*Problem to solve:* Rewrite the listing from its first line through the line containing "72 61 L 74 64", inclusive, with "white railing" replaced by "white fence" and nothing else changed.

*Given records:*
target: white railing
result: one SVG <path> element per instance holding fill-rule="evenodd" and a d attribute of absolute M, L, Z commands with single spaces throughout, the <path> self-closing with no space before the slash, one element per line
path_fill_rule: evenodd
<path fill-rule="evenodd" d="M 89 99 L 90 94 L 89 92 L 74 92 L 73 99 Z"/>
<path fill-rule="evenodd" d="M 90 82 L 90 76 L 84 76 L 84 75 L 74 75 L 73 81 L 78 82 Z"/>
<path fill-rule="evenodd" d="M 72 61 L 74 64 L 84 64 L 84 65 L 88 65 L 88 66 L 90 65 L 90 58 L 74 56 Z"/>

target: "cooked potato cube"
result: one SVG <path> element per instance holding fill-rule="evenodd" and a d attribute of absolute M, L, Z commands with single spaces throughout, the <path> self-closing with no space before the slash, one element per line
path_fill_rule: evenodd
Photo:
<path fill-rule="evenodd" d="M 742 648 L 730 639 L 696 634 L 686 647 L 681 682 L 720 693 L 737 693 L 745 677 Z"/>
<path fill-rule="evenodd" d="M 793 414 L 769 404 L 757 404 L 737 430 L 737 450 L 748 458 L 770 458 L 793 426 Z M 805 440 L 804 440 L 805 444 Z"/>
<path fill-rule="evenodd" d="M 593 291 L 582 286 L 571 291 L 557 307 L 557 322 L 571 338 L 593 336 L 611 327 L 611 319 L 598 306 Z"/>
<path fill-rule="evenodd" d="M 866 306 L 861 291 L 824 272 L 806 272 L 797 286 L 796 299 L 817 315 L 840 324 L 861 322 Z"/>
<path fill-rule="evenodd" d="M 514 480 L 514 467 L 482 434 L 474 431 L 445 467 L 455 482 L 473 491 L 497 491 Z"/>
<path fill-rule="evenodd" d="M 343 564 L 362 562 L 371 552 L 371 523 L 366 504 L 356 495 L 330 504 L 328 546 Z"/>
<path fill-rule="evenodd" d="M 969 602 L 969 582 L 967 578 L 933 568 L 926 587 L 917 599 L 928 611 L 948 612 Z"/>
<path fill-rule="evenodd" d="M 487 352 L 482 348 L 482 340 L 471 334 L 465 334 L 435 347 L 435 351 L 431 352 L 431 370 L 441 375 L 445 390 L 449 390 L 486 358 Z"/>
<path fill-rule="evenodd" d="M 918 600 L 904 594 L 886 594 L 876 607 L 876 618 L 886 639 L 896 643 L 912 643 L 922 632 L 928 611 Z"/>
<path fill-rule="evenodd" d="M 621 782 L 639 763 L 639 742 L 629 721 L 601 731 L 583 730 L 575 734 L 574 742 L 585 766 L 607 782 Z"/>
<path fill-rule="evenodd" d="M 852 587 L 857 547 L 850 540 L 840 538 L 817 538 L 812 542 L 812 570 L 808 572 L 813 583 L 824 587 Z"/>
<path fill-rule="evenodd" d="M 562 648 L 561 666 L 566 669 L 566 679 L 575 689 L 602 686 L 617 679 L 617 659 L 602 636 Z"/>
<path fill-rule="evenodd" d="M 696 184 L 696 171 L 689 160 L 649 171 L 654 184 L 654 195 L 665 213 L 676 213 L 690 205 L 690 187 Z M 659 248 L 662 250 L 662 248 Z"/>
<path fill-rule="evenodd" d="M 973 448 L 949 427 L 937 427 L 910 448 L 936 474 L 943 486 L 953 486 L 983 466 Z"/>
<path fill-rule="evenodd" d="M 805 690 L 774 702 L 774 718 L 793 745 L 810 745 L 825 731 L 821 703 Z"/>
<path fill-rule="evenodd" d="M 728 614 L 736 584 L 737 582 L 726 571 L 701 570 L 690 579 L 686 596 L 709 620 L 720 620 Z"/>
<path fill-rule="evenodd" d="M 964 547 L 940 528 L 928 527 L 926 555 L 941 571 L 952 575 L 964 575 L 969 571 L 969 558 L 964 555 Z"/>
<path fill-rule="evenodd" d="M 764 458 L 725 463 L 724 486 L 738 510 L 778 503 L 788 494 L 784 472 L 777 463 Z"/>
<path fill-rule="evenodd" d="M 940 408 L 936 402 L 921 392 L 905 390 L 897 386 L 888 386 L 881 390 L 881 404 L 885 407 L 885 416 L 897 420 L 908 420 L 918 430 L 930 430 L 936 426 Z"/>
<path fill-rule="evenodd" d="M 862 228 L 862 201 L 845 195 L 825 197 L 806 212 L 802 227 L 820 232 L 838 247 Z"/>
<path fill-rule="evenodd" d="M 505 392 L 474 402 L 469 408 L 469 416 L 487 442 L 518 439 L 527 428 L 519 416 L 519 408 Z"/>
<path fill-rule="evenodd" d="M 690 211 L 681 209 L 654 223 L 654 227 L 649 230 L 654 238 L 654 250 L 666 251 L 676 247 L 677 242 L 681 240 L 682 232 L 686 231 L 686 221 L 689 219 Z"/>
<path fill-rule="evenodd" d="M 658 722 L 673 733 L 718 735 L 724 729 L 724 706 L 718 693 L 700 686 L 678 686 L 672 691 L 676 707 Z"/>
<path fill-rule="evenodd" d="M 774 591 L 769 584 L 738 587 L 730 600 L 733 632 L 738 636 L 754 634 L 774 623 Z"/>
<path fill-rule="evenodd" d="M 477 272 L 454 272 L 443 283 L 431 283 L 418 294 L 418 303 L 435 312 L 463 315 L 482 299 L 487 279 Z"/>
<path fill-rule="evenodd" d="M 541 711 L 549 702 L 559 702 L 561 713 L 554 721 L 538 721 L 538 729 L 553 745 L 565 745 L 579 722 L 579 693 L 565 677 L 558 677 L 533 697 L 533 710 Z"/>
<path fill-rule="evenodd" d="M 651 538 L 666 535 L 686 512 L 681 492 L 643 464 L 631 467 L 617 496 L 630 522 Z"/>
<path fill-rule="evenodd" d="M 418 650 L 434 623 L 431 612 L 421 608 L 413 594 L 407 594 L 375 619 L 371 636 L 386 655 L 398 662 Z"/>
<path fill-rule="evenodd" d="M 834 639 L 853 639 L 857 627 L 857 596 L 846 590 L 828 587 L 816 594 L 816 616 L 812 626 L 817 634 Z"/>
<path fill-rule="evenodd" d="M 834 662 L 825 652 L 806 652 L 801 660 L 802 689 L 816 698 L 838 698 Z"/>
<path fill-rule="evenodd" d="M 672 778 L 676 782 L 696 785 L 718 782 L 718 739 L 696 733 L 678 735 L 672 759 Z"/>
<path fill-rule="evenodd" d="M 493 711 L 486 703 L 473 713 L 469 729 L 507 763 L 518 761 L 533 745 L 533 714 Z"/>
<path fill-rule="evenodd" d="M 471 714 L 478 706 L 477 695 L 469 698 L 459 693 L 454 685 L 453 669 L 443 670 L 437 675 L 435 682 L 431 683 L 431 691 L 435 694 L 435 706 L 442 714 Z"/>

*Final result:*
target: white fence
result: one SVG <path> element per instance holding fill-rule="evenodd" and a d attribute of absolute M, L, Z commands with single spaces throughout, the <path> self-closing with no space before the slash, one element per line
path_fill_rule: evenodd
<path fill-rule="evenodd" d="M 89 99 L 90 94 L 89 92 L 74 92 L 73 99 Z"/>
<path fill-rule="evenodd" d="M 90 82 L 90 76 L 84 76 L 84 75 L 74 75 L 73 81 L 78 82 Z"/>
<path fill-rule="evenodd" d="M 72 61 L 74 64 L 84 64 L 84 65 L 88 65 L 88 66 L 90 65 L 90 58 L 74 56 Z"/>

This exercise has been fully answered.